THE TASK: Gather every line in the items below that contains the string "black". Letter case counts.

(Dataset records)
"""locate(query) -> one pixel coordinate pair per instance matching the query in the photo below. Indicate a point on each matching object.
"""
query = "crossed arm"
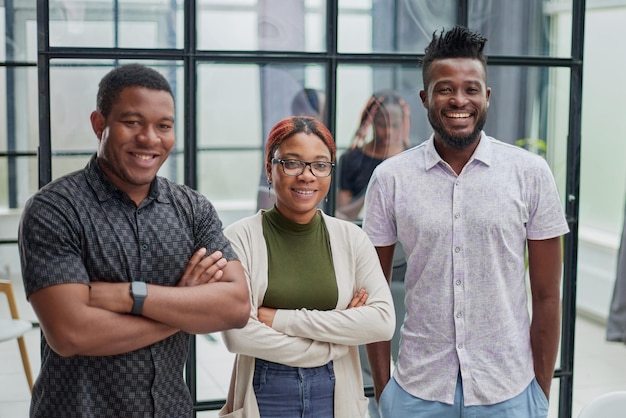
(211, 296)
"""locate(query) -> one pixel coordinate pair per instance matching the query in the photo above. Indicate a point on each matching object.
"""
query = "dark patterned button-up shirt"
(79, 229)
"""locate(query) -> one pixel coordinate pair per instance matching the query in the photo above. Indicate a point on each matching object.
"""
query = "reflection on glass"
(357, 83)
(18, 31)
(521, 27)
(18, 134)
(119, 24)
(237, 105)
(391, 26)
(295, 25)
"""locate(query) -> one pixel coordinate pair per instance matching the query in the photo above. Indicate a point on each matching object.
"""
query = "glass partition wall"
(238, 66)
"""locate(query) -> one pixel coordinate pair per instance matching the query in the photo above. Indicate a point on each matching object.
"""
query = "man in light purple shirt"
(466, 207)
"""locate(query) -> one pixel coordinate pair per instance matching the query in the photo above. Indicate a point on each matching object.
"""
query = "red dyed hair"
(292, 125)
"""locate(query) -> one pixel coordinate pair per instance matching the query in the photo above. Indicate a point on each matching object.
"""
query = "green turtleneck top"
(300, 264)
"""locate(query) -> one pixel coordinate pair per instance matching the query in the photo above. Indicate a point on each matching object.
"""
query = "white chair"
(608, 405)
(15, 328)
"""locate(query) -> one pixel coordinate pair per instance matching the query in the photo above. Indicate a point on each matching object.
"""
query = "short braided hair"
(458, 42)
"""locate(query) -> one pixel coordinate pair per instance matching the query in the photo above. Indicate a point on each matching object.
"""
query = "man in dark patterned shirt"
(121, 266)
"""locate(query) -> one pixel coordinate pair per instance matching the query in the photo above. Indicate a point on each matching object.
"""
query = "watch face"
(139, 289)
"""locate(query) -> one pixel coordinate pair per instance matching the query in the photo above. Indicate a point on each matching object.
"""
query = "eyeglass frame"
(282, 161)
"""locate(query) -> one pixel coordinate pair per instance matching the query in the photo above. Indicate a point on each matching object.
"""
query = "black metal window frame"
(189, 55)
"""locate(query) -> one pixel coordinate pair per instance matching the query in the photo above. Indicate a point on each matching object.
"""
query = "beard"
(456, 141)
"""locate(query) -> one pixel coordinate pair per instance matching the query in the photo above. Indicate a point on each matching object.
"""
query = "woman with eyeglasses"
(316, 286)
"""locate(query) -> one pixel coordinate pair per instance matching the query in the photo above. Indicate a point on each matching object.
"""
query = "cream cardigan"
(310, 338)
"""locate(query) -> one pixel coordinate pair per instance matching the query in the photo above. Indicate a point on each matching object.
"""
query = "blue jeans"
(396, 402)
(294, 392)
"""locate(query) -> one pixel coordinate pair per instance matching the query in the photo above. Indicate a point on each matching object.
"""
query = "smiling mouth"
(144, 157)
(304, 192)
(458, 115)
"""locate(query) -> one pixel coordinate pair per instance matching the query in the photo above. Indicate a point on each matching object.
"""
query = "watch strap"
(138, 291)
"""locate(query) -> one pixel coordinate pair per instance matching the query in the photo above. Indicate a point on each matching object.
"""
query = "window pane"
(18, 134)
(277, 25)
(123, 23)
(18, 36)
(523, 27)
(391, 26)
(357, 83)
(237, 106)
(73, 90)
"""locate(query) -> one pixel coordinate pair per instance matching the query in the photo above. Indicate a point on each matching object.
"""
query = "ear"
(97, 123)
(268, 172)
(424, 97)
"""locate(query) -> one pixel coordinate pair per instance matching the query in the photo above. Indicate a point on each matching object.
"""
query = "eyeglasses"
(296, 167)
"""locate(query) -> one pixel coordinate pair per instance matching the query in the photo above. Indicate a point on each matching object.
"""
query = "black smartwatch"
(138, 291)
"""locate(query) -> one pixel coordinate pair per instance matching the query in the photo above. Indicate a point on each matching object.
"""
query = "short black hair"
(458, 42)
(130, 75)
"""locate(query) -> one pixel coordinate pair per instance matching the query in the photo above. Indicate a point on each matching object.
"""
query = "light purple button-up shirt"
(465, 239)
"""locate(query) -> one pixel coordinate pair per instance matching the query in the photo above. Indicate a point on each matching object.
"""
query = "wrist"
(138, 293)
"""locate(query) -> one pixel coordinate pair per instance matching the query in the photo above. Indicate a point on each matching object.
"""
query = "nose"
(148, 134)
(308, 172)
(459, 98)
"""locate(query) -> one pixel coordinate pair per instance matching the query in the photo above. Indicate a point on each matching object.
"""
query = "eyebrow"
(130, 113)
(299, 157)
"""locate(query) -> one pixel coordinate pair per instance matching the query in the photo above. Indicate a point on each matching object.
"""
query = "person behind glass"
(120, 266)
(389, 116)
(467, 210)
(317, 291)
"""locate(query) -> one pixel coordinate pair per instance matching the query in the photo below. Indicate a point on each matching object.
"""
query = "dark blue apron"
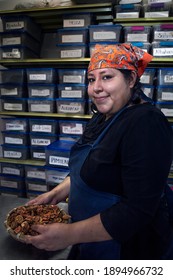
(85, 202)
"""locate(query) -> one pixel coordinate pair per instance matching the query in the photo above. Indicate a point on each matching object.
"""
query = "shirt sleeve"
(146, 155)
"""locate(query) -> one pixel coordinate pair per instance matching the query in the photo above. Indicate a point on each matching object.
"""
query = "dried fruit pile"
(20, 220)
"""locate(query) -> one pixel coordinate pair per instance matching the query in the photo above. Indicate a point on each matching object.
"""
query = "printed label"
(62, 161)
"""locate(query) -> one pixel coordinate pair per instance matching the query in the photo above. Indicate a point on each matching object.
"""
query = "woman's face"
(109, 90)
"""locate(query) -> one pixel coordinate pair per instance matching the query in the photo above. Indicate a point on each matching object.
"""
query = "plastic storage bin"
(55, 176)
(127, 11)
(72, 91)
(13, 169)
(14, 104)
(76, 20)
(15, 151)
(70, 106)
(42, 90)
(163, 32)
(15, 124)
(72, 127)
(37, 152)
(72, 50)
(36, 185)
(12, 75)
(155, 10)
(165, 76)
(162, 49)
(41, 105)
(13, 90)
(71, 76)
(20, 38)
(166, 107)
(19, 52)
(149, 91)
(15, 138)
(100, 33)
(144, 46)
(165, 93)
(137, 33)
(148, 76)
(41, 75)
(58, 153)
(73, 36)
(43, 126)
(23, 23)
(35, 172)
(40, 139)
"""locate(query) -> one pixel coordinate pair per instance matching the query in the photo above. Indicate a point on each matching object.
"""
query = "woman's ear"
(133, 79)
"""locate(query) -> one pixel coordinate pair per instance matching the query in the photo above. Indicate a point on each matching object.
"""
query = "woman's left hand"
(51, 237)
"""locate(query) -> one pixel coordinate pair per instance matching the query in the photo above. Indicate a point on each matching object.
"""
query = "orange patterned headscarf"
(119, 56)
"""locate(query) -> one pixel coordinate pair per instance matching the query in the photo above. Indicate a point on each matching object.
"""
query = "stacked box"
(58, 153)
(21, 38)
(54, 176)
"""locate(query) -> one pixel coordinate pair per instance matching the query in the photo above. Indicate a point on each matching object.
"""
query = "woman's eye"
(90, 80)
(107, 77)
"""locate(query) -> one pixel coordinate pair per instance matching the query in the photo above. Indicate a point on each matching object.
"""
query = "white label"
(14, 25)
(41, 128)
(10, 126)
(37, 187)
(127, 15)
(12, 171)
(145, 79)
(70, 108)
(8, 184)
(62, 161)
(39, 155)
(71, 93)
(35, 77)
(73, 23)
(71, 53)
(36, 174)
(156, 14)
(37, 92)
(12, 154)
(11, 140)
(136, 37)
(77, 129)
(167, 95)
(13, 107)
(167, 112)
(12, 91)
(163, 35)
(13, 54)
(40, 108)
(168, 79)
(72, 38)
(40, 142)
(72, 79)
(11, 41)
(104, 35)
(163, 51)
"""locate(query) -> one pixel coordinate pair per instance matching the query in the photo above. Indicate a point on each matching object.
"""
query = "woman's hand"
(51, 237)
(45, 198)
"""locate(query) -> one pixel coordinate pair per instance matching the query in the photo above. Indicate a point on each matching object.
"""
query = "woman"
(118, 169)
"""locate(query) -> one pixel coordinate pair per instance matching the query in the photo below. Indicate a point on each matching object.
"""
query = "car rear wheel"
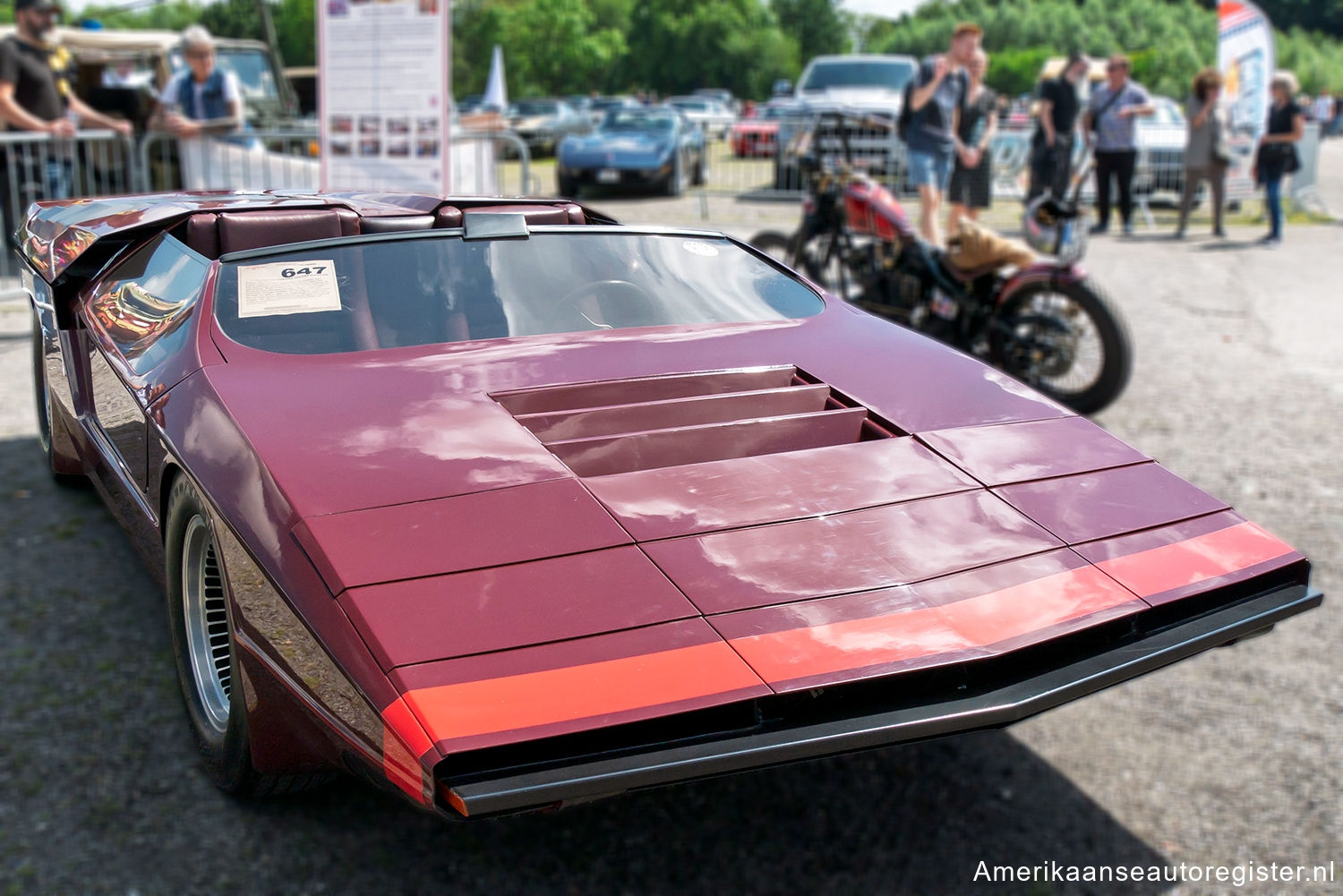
(204, 652)
(676, 180)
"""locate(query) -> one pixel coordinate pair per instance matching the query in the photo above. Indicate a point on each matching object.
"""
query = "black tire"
(775, 244)
(784, 249)
(1039, 346)
(42, 403)
(218, 726)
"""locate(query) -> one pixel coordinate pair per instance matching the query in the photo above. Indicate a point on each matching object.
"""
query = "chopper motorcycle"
(1042, 321)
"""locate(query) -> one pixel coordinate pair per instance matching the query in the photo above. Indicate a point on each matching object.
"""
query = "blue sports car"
(645, 148)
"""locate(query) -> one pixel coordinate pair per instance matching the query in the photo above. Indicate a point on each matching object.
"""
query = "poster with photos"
(383, 101)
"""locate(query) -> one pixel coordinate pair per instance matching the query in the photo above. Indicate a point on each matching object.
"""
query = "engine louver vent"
(618, 426)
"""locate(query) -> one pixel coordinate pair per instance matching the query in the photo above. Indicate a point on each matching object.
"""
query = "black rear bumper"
(945, 710)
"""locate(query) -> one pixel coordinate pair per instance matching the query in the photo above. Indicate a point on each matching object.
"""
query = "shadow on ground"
(102, 791)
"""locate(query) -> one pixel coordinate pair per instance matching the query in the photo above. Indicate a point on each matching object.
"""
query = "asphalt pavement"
(1227, 759)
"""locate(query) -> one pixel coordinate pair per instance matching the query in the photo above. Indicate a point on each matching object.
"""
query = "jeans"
(929, 168)
(27, 175)
(1119, 163)
(1273, 201)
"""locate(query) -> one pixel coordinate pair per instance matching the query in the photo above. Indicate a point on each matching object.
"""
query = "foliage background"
(674, 46)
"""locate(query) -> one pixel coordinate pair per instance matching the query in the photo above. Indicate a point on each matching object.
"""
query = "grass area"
(730, 175)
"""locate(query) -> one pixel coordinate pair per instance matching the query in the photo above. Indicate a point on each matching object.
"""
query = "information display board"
(383, 94)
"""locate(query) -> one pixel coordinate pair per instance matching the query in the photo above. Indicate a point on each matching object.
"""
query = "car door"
(134, 332)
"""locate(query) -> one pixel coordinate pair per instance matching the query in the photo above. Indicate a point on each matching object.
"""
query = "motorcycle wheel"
(775, 244)
(1065, 340)
(810, 260)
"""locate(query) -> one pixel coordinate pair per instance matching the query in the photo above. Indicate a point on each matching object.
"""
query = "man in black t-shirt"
(35, 96)
(1052, 147)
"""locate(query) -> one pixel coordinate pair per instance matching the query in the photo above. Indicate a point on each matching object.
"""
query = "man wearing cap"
(37, 97)
(1052, 147)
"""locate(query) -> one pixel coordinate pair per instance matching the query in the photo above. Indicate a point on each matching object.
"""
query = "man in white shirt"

COMPLETED TASK:
query = "black metal window frame"
query = "black smartwatch"
query = "short black hair"
query = "black tire"
query = "black rear bumper"
query = "man in black t-shirt"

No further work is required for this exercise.